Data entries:
Begin

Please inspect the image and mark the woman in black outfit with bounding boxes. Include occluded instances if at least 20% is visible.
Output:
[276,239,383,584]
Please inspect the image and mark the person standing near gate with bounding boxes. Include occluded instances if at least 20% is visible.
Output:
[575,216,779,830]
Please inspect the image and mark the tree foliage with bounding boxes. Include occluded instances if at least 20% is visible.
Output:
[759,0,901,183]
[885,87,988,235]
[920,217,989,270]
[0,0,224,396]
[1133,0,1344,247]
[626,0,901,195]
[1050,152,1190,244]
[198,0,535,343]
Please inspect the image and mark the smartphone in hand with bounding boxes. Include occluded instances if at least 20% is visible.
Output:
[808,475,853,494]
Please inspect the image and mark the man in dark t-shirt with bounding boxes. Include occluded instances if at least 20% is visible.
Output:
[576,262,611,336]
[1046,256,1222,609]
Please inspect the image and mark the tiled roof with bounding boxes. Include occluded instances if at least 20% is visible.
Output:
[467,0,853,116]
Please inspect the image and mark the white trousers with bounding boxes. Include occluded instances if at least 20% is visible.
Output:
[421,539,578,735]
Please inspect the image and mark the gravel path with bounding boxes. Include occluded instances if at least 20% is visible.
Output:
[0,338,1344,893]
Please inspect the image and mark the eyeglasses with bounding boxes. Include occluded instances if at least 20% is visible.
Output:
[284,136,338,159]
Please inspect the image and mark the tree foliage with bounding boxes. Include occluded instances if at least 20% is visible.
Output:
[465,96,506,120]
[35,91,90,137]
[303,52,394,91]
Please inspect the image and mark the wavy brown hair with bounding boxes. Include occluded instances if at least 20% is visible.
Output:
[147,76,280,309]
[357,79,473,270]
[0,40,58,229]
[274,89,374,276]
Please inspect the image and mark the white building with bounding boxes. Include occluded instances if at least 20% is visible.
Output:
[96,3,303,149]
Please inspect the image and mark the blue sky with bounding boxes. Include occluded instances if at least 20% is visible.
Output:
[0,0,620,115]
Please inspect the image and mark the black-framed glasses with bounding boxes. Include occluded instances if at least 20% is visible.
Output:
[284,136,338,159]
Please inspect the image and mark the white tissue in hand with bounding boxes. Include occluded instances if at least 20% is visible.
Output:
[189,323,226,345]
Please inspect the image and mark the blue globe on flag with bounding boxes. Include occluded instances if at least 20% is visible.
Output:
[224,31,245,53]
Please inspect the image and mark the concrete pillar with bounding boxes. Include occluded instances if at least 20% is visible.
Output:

End

Copy out every item above, swapping "20%" for "30%" wherever it occurs and changing nothing else.

* [OUTPUT FOR THIS TASK]
Please inspect the image and mark the woman in black outfit with bounding boxes. Include occluded instances if at least 30% is visible.
Output:
[276,239,383,584]
Please inspect the image and mark the person standing near gate with bounding boxes. Include occluded instances if at least 30% is visible.
Output:
[575,216,779,830]
Please inspect the image and mark the tree foliage with bounding boxes. Include occluded instances if at least 30% is visible.
Output:
[759,0,901,183]
[885,87,988,235]
[920,217,989,270]
[0,0,224,396]
[1133,0,1344,247]
[626,0,901,195]
[1050,152,1190,244]
[198,0,535,343]
Please inspect the image and mark the smartphone in hand with bounding boxes. Include occluded instances if at least 30% is visible.
Output:
[808,475,853,494]
Please inspect the image and mark the man in dark t-shirt with bounding boxes. Include occluded instances if at least 30% is visible.
Output:
[576,262,611,336]
[1046,256,1222,609]
Please inspect the image and mark the tiled roof with bounding boxes. Include occluded instances if at least 30% is visible.
Output:
[467,0,853,116]
Please inspect the image and mark the white trousers with bounding boxes. Include occluded instances if at least 30% is visible.
Output:
[421,539,578,735]
Please inspect the image and mark the gravel path with bounding boxes. Include occluded instances if at least 30% is visible.
Output:
[0,338,1344,893]
Please inspect the image and mark the eyeglasses with bounding boxes. Include occluded instances if at least 30% is visible.
Output:
[284,136,338,159]
Please inspect the image and mark the tree foliage with bounding boxes. Include occluded instances if at least 30% is visible.
Output:
[465,96,506,120]
[35,91,90,137]
[303,52,394,91]
Please inspect the image and mark the wavy brown hair with bounding boxes. Include occluded instances if at least 30% is visible.
Output:
[147,76,280,309]
[357,79,473,270]
[0,40,58,229]
[274,89,374,276]
Please inspect the image and mark the white building with bounding boxes. Include occluded instances if at least 30% is visible.
Output:
[96,3,303,149]
Please inspect the image and mark the blue sky with bounding boxes. Include occluded instances if at least 30% is visible.
Output:
[0,0,620,115]
Please inspect the image and mark the black-framed glasses with bounding boxes. Include occluded instances if at least 30% is visible.
Output:
[284,136,338,159]
Please inspect the image and mark the white tissue in hand with bounding boxes. Include occluded instances if at least 30% is visible.
Output:
[189,323,226,345]
Please inspect the image and mark the blue globe on flag with bounding boxes. Include occluded instances if at least 30% is visible.
Output:
[224,31,245,53]
Please inspect the image and mark the concrete pillar with bounding boxes. Include occluded instances if at least 30% is visible.
Output:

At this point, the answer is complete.